**O QUE FAZER:**
1 – Segundo o artigo sobre o desmonte do Conanda, por que a elaboração das políticas públicas na área infanto-juvenil não pode ficar só nas mãos do Poder Executivo? Responda em uma a três frases.
2 – Dê continuidade ao artigo sobre o desmonte do Conanda, começando logo após o último parágrafo apresentado.

**TEXTO FORNECIDO:**
▬▬▬

Opinião

Desmonte do Conanda: afronta ao pacto constitucional e à prioridade da criança

Autor

  • Denise Auad

    é doutora pela Faculdade de Direito da USP; professora titular da Faculdade de Direito de São Bernardo do Campo; advogada; membro do Conselho Consultivo do Programa Prioridade Absoluta do Instituto Alana e da Comissão Especial dos Direitos Infantojuvenis da OAB/SP.

15 de outubro de 2019, 6h19

Recentemente, o governo federal editou o Decreto 10.003/19, o qual literalmente significa um punhal no coração da estrutura de existência e funcionamento do Conselho Nacional dos Direitos da Criança e do Adolescente (CONANDA). Para compreender como são deletérios os efeitos deste decreto, é preciso desmistificar seu teor a partir da compreensão da essência e da atuação do Conanda.

O Conanda foi criado em 1991 pela Lei 8.242, integra o Sistema de Garantia dos Direitos da Criança e do Adolescente a fim de estruturá-lo e de efetivar os direitos fundamentais do segmento infanto-juvenil. Atua como parte de um trabalho em rede, alicerçado nos princípios da democracia participativa.

É um Conselho Gestor de Políticas Públicas e sua concepção se fundamenta nas diretrizes da Constituição Federal e no desenho institucional estabelecido pela Lei 8.069/90 (ECA), os quais zelam pela garantia do princípio da proteção integral da criança e do adolescente, com prioridade absoluta, paradigma fundante da Convenção dos Direitos da Criança da ONU, de 1989, ratificada pelo Brasil por meio do Decreto 99.710/90.

Segundo este modelo jurídico-institucional, a elaboração das políticas públicas na área infanto-juvenil não pode ser concebida de forma isolada pelo Poder Executivo, pois necessita da experiência e do diálogo da própria sociedade, os quais permitem oxigenar a burocracia estatal com as reais demandas da comunidade.

Nessa lógica, o Conanda é um colegiado paritário, composto do mesmo número de representantes da sociedade civil organizada e do governo, responsável por desenhar as diretrizes das políticas públicas básicas e emergenciais na área da infância e juventude. Além disso, fiscaliza o orçamento público e um fundo emergencial para que contemplem essas diretrizes e controla os resultados das políticas públicas implementadas.

Vale ressaltar que os Conselhos dos Direitos da Criança e do Adolescente, como é o caso do Conanda, existem nos três níveis da federação: União, Estados e Municípios. Cada qual desempenha seu papel institucional para garantir políticas públicas adequadas conforme as regras constitucionais de repartição de competências federativas. Assim, o Conanda, dentro deste desenho institucional, é responsável por estabelecer as diretrizes gerais da política de atendimento à criança e ao adolescente para todo o país, inclusive estabelecendo resoluções normativas para a estrutura deste sistema nacional.

▬▬▬

**MATERIAL COLETADO:**
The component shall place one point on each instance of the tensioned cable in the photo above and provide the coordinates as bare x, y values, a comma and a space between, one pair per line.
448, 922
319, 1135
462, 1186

▬▬▬

**RESPOSTAS POR TAREFA:**
1 – O Poder Executivo não pode conceber essas políticas de forma isolada porque elas precisam da experiência e do diálogo da própria sociedade. Essa participação permite oxigenar a burocracia estatal com as reais demandas da comunidade.

2 –
A razão para que a efetivação dos direitos da criança e do adolescente ocorra com base nos princípios da democracia participativa também se justifica para assegurar que os programas de proteção não fiquem reféns, unicamente, da política partidária, condicionada à ideologia dos eleitos e restrita ao período quadrienal do mandato político, que pode ser estendido, no máximo, por uma reeleição subsequente. Os programas na área da infância e juventude são muito mais abrangentes e complexos, como, por exemplo, os relacionados à saúde pública, erradicação do analfabetismo e consolidação da educação básica, os quais, inclusive, têm metas de longo prazo estabelecidas em tratados internacionais de Direitos Humanos ratificados pelo Brasil.

O Conanda é um órgão ativo e responsável por consolidar muitas conquistas. Vale lembrar sua importante atuação para estruturar o Sistema de Garantia dos Direitos da Criança e do Adolescente, por meio da elaboração de diversas resoluções, dentre as quais se destaca a Res 113/06, específica para esta estruturação, bem como a Res. 162/14, que aprova um plano nacional de enfrentamento da violência Sexual contra crianças de adolescentes e a Res. 163/14, que dispõe sobre a abusividade do direcionamento de publicidade e de comunicação mercadológica ao segmento infanto-juvenil.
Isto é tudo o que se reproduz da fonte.